■ Document section:
——————
I think you answered like 5 or 6 questions there, but I'll turn it back, appreciated.

Operator

Operator
#12

The next question now comes from Guilherme, sell-side analyst from JPMorgan.

Guilherme Mendes

Analysts
#13

Best wishes, Antonio, on your new role. My first one is kind of a follow-up. It was already very clear. But in the fourth quarter call, you mentioned about 8% target to increase unit revenues to kind of offset the fuel curve that you were seeing back then. Can you provide kind of the figure that would compare to this 8% increase on RASK for the year, please? And the second point is on, let's call it, shareholder structure. If there's an update on the ADR relisting and also on the cancellation of the warrants that it was announced in April.

Abhi Shah

Executives
#14

Yes. Let me start with the unit revenues. What I mentioned on the fourth quarter call was we need to have about 8% above plan, right, to recapture fully the fuel cost increase. Year-over-year, that -- because there was already a year-over-year RASK improvement built into the plan, the number that you should be looking for in terms of year-over-year RASK increase kind of going forward, and I think this is pretty similar to most airlines, given the fuel curve, which is a very, very high curve right now in 2Q and the curve comes down in 3Q and 4Q is going to be about year-over-year about 12%. 12% to 15% is what I think airlines will require. I think we have good visibility right now in 2Q to achieve that number. A little bit of caveat with World Cup because World Cup is a huge distraction in Brazil. We'll see how that goes. And then 3Q, 4Q, I think everybody is going to need around that number. So when you combine the fuel curve that's -- right now, it's a peak. It's coming down 3Q, 4Q. If we're able to maintain about a 12-ish to 15% year-over-year unit revenue, then we will be able to recapture exit rate 2026, 90% plus of the impact, and that puts us in a very, very good position for actually higher earnings in 2027.
——————
■ Stored records:
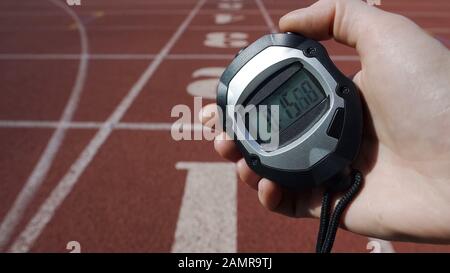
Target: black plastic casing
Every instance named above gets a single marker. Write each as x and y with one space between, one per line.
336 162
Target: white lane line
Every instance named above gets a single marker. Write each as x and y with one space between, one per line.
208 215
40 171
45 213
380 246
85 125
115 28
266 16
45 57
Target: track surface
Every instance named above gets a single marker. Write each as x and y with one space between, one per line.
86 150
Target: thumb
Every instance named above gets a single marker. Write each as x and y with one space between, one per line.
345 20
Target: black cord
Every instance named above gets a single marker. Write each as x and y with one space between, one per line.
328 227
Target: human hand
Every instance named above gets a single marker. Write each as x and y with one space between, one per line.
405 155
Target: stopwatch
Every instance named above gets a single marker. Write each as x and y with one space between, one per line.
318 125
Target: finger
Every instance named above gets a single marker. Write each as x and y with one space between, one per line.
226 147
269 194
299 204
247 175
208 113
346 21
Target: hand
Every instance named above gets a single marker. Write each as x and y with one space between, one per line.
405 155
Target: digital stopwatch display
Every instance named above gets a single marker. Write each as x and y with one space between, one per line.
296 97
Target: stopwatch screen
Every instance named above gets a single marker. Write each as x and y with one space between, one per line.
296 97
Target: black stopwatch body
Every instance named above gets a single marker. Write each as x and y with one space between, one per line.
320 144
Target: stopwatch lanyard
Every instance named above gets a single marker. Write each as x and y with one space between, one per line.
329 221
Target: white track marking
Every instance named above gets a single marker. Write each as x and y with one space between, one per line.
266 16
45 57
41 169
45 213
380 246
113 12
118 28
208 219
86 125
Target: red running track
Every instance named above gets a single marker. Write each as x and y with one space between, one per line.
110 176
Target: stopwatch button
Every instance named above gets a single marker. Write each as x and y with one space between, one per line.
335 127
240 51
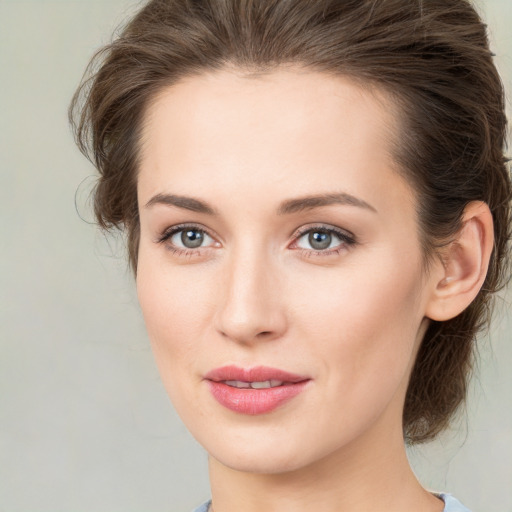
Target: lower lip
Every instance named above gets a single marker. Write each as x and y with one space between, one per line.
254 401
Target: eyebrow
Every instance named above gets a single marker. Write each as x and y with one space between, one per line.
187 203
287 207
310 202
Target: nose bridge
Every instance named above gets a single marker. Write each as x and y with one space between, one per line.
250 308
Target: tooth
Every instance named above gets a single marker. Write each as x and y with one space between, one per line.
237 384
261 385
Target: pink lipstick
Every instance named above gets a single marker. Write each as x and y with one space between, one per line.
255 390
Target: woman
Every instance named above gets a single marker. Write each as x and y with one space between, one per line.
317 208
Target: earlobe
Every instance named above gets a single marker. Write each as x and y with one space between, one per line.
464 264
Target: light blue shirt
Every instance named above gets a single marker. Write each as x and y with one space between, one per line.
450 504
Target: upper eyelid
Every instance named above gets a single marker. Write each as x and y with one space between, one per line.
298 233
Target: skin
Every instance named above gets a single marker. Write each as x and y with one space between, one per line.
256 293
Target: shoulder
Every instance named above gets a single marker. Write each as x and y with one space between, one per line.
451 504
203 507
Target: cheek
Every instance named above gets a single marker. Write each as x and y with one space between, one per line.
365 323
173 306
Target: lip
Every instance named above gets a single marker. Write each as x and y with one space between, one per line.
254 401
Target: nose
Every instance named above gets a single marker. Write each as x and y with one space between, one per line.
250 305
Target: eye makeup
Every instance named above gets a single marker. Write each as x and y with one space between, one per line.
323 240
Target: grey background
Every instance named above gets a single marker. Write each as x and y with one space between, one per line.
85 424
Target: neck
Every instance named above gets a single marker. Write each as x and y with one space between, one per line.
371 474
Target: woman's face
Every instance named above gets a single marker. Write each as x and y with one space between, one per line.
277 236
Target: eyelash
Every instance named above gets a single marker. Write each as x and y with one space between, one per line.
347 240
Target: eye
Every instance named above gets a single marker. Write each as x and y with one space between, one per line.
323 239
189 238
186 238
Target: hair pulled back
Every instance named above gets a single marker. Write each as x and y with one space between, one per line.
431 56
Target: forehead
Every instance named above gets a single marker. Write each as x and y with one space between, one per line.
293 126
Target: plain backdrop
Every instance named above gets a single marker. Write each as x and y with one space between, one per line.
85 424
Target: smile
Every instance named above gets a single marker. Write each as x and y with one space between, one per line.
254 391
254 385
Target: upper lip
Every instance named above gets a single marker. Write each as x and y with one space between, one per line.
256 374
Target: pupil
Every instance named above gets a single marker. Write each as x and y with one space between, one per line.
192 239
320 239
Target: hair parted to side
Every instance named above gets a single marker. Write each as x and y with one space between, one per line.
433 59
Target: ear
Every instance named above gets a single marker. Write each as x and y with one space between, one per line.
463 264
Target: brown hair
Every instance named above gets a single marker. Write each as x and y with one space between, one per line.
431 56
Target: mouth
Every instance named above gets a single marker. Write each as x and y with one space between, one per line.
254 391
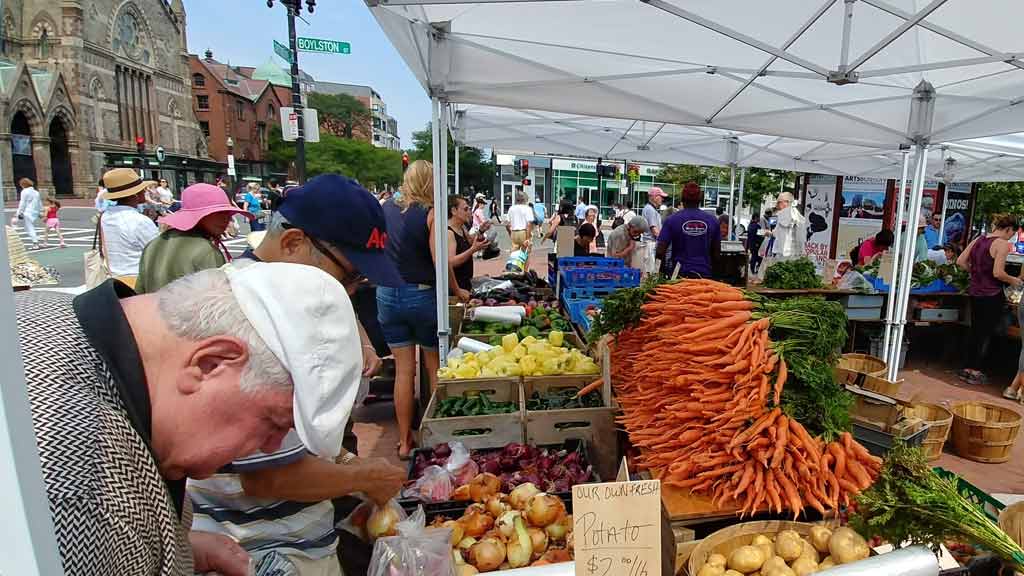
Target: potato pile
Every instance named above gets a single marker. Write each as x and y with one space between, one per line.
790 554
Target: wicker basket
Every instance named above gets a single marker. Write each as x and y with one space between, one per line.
——————
■ Exercise set:
a. Condense the paragraph of the earnings call transcript that begins "Yes. Let me start with the unit revenues" into a short bulleted list that keeps its main facts.
b. Translate this sentence from the earnings call transcript into Spanish: "I think we have good visibility right now in 2Q to achieve that number."
The listing has no role in this work.

■ Expected outputs:
a.
- On the fourth quarter call, the figure given was about 8% above plan to fully recapture the fuel cost increase.
- The plan already included a year-over-year RASK improvement, so the year-over-year RASK increase to look for is about 12% to 15%, a level most airlines will likely require.
- The fuel curve is very high in 2Q and comes down in 3Q and 4Q.
- There is good visibility in 2Q to reach that number, with the caveat that the World Cup is a huge distraction in Brazil.
- Sustaining about 12% to 15% year-over-year unit revenue would recapture 90% or more of the impact by the 2026 exit rate and set up higher earnings in 2027.

b. Creo que en este momento tenemos buena visibilidad en el 2T para alcanzar esa cifra.